§ Document segment:
_ _ _
Selected to be sick
Recently, I witnessed an interesting discussion about natural selection. The vast majority of participants supported an idea that depression provides benefits to our species. We were selected to be able to have it from time to time.
The main argument was that an organism in depression saves energy and reduces risks by not participating in dangerous endeavors and interactions. It's a simple survival strategy.
There are bits of evidence that support that story. It seems convincing. However, if we interpret it from the perspective of my work, we may come to a different conclusion.
Complexity of systems increases with time. Combinations. Mutations. You know the drill. It's a long process. We get our 16 patterns of behavior eventually. We can do various things and can work efficiently in different circumstances.
Flexibility of behavior may or may not be beneficial on its own, but it becomes extremely important when we build the next levels of complexity. Groups. Societies. Civilization. We need all our patterns of behavior to construct the world we know.
There is an issue, or course. Sophisticated system of patterns requires switches. Small and fragile. They can be destroyed by force. They can get stuck or start to wobble. This is where we get a variety of malfunctions, depression included.
Psychiatric diseases are inevitable at our level. We weren't selected to have one disease or another because it's cool to be sick. We just became too complex to avoid them.
Species with simple designs, with one pattern to follow, if any, would be immune to depression. No switches. No problems. However, their civilization will require symbiotic connections between many species with different default patterns.
Technically, it should be possible, but these species will have to share their communication protocols and synchronize their long-term goals. It's a tricky task, especially for biological systems that depend on random mutations in their evolution. Chances won't be in their favor.
I think we should be careful when speculating about natural selection and the benefits of having diseases. It's easy to convince ourselves of something because it sounds good, but completely miss the engineering aspects of that phenomenon.
It's much more interesting to design different species from scratch and see all the technical limitations. It becomes obvious that sometimes systems are vulnerable by design.
_ _ _
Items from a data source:
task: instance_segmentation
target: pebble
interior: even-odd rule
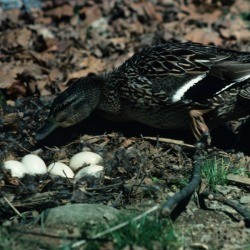
[[[22,158],[22,164],[26,167],[28,174],[46,174],[47,168],[44,161],[37,155],[28,154]]]

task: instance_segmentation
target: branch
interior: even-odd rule
[[[198,155],[194,162],[194,172],[193,177],[189,184],[180,190],[178,193],[175,193],[170,197],[167,202],[163,205],[161,210],[161,215],[163,217],[168,217],[171,215],[176,206],[194,193],[195,189],[201,182],[201,165],[202,165],[202,156]]]

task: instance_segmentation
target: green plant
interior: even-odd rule
[[[116,224],[127,220],[129,220],[127,216],[122,216]],[[102,238],[101,241],[89,241],[86,249],[99,249],[103,241],[112,242],[115,249],[132,245],[146,249],[179,249],[181,246],[181,240],[169,221],[159,220],[156,216],[132,220],[128,225],[108,234],[105,239]]]
[[[11,237],[4,227],[0,227],[0,249],[11,249]]]
[[[213,157],[204,162],[202,177],[211,186],[211,189],[216,190],[216,185],[227,183],[228,174],[244,174],[245,171],[244,168],[240,167],[232,168],[228,158]]]

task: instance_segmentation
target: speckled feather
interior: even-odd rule
[[[95,109],[111,120],[164,129],[188,128],[190,111],[197,110],[192,129],[199,138],[208,130],[203,115],[211,127],[249,115],[250,53],[195,43],[144,48],[112,72],[75,80],[52,105],[47,124],[54,125],[37,138]]]

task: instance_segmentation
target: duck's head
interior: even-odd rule
[[[83,121],[97,107],[103,83],[100,77],[72,79],[70,82],[72,85],[53,101],[36,140],[42,140],[58,127],[69,127]]]

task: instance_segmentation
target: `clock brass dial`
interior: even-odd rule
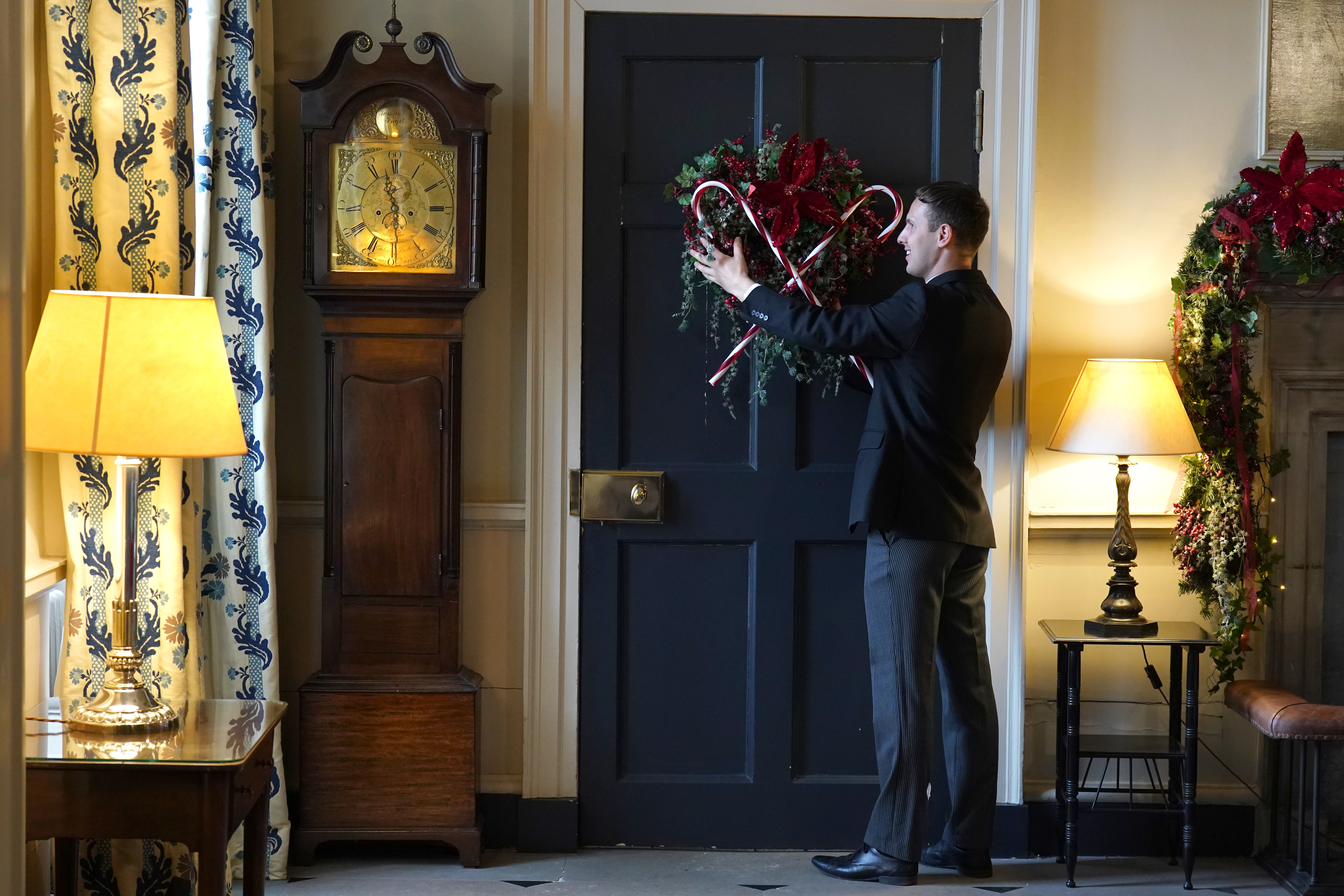
[[[332,175],[331,270],[453,273],[454,146],[336,144]]]

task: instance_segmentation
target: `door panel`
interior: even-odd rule
[[[773,125],[848,148],[907,203],[974,183],[980,21],[585,28],[583,466],[665,470],[667,492],[663,525],[582,529],[582,842],[853,849],[876,795],[864,541],[847,528],[867,396],[777,372],[757,407],[745,369],[730,414],[706,383],[726,333],[714,345],[703,306],[676,329],[683,219],[663,184]],[[847,301],[907,279],[898,251]]]
[[[750,780],[751,545],[626,541],[621,567],[621,780]]]

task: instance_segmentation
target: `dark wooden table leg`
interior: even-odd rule
[[[228,841],[196,850],[196,896],[224,896]]]
[[[1068,677],[1068,647],[1059,645],[1055,661],[1055,834],[1059,840],[1059,858],[1064,864],[1064,760],[1068,747],[1064,742],[1064,681]]]
[[[56,837],[51,857],[51,883],[55,896],[75,896],[79,891],[79,841]]]
[[[1185,889],[1195,889],[1189,881],[1195,873],[1195,782],[1199,780],[1199,654],[1204,647],[1191,645],[1185,650],[1185,826],[1181,832],[1185,860]]]
[[[1172,743],[1180,743],[1181,736],[1181,720],[1180,720],[1180,705],[1181,705],[1181,647],[1180,645],[1172,645],[1172,662],[1168,670],[1167,681],[1167,735],[1172,739]],[[1181,805],[1181,791],[1180,791],[1180,763],[1179,759],[1167,760],[1167,807],[1176,809]],[[1168,822],[1168,842],[1171,845],[1171,860],[1168,865],[1176,864],[1176,857],[1180,856],[1180,825],[1176,823],[1176,817],[1171,815]]]
[[[270,864],[266,848],[270,799],[266,795],[267,791],[263,790],[243,819],[243,896],[261,896],[266,892],[266,866]]]
[[[1077,887],[1074,868],[1078,865],[1078,727],[1082,703],[1083,646],[1068,645],[1068,686],[1064,735],[1064,887]]]

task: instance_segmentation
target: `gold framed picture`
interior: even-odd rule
_ _ _
§ Instructions for the task:
Please answer these questions from the essay on depression and natural selection, numbering each answer to match.
1. What was the main argument for depression benefiting our species?
2. How many patterns of behavior does the essay say we eventually get?
3. Which species would be immune to depression?

§ Response to the task:
1. An organism in depression saves energy and reduces risks by not taking part in dangerous endeavors and interactions.
2. 16.
3. Species with simple designs, with one pattern to follow, if any.